WHAT IS EXPECTED
Word for word, transcribe the records that follow.

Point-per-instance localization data
• • • • • • •
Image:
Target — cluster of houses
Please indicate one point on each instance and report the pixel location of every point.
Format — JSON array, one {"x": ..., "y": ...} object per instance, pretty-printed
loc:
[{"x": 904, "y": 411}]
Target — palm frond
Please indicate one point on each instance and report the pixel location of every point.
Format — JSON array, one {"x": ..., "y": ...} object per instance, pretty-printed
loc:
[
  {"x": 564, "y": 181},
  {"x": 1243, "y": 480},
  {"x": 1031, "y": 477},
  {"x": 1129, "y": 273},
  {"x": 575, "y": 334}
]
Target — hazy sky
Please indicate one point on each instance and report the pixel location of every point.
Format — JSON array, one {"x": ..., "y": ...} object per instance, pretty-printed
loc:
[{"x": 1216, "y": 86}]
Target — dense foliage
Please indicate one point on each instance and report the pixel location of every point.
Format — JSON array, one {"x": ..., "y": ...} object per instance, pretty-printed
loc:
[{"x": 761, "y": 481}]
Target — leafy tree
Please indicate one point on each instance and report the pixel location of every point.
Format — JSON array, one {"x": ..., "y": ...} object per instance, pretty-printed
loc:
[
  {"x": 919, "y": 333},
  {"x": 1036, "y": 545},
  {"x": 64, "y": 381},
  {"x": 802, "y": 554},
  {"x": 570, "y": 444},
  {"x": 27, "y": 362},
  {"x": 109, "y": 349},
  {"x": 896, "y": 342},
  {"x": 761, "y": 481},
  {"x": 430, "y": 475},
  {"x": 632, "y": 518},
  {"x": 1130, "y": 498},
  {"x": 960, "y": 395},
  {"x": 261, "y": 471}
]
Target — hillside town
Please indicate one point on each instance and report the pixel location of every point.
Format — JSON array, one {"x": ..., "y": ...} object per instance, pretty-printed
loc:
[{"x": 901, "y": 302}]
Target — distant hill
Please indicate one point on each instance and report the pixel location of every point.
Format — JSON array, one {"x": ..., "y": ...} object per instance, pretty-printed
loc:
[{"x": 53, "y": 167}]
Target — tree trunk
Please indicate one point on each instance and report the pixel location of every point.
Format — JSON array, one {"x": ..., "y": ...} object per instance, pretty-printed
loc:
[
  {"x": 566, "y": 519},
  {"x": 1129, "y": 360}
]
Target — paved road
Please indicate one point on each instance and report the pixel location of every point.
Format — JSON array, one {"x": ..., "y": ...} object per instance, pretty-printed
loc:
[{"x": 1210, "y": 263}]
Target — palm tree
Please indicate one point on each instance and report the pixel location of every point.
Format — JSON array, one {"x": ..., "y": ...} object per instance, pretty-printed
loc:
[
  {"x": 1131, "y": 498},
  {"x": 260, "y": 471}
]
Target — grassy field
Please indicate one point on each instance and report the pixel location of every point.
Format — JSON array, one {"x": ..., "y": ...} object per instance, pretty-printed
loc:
• • • • • • •
TASK OUTPUT
Image:
Target — cluster of houses
Please indicate one point on each instance and report the pixel location of every point.
Format — JSON array, one {"x": ..., "y": ...} object per instance, pretty-printed
loc:
[{"x": 904, "y": 411}]
Target — palm frond
Please indicate one point on each instance and report the pixel location of every point.
Format — JSON array, one {"x": ..., "y": ...} object per instance, pretty-printed
loc:
[
  {"x": 564, "y": 181},
  {"x": 1243, "y": 480},
  {"x": 1031, "y": 477},
  {"x": 1129, "y": 273},
  {"x": 575, "y": 334}
]
Target — hazy sky
Please indicate one point on each instance and report the pixel location of every point.
Format — JSON array, one {"x": ..., "y": ...} object per instance, pretty-printed
loc:
[{"x": 1216, "y": 86}]
Target — dense foliage
Please indicate one point on each instance and report the pixel location of every point.
Format — JSON array, one {"x": ..., "y": ...} object per instance, pretty-printed
loc:
[{"x": 761, "y": 481}]
Target — leafy tree
Please indicate one point on each instance and report the pixel location of every point.
Format — JSON array, one {"x": ..., "y": ...} object per instance, pretty-printed
loc:
[
  {"x": 919, "y": 333},
  {"x": 1036, "y": 545},
  {"x": 64, "y": 381},
  {"x": 802, "y": 554},
  {"x": 570, "y": 444},
  {"x": 27, "y": 362},
  {"x": 109, "y": 349},
  {"x": 896, "y": 342},
  {"x": 761, "y": 481},
  {"x": 430, "y": 475},
  {"x": 632, "y": 518},
  {"x": 1130, "y": 498},
  {"x": 960, "y": 395},
  {"x": 261, "y": 471}
]
Target — hillside town
Please indicate one point on each instance and report the pixel location of every point.
Format — JSON array, one {"x": ..., "y": ...} object per instance, pretty-printed
loc:
[{"x": 901, "y": 302}]
Target — distant hill
Please indicate one point on each instance and report the pixel location of every point.
Format — JSON array, one {"x": ..., "y": ...} object per instance, pretty-printed
loc:
[{"x": 53, "y": 167}]
Target — tree trunk
Please indicate one point on each instance and report the pixel location of every point.
Format — JSON array, one {"x": ..., "y": ...} object per instance, pretty-printed
loc:
[
  {"x": 566, "y": 519},
  {"x": 1129, "y": 360}
]
Target — paved road
Please indicate one point on each instance and report the pixel location of every point.
Format — JSON array, one {"x": ..., "y": ...} object per instance, pretty-printed
loc:
[{"x": 1210, "y": 263}]
Target — palm tree
Please indicate one point on each instance and report the pixel location of every point.
Format — JSON array, one {"x": ..., "y": ...} object per instance, pretty-printed
loc:
[
  {"x": 1131, "y": 498},
  {"x": 260, "y": 471}
]
Target — grassy field
Please indicate one point on each instance and report the pixel location of every point.
Format — JSON array, one {"x": ..., "y": ...} object per instance, pretty-printed
loc:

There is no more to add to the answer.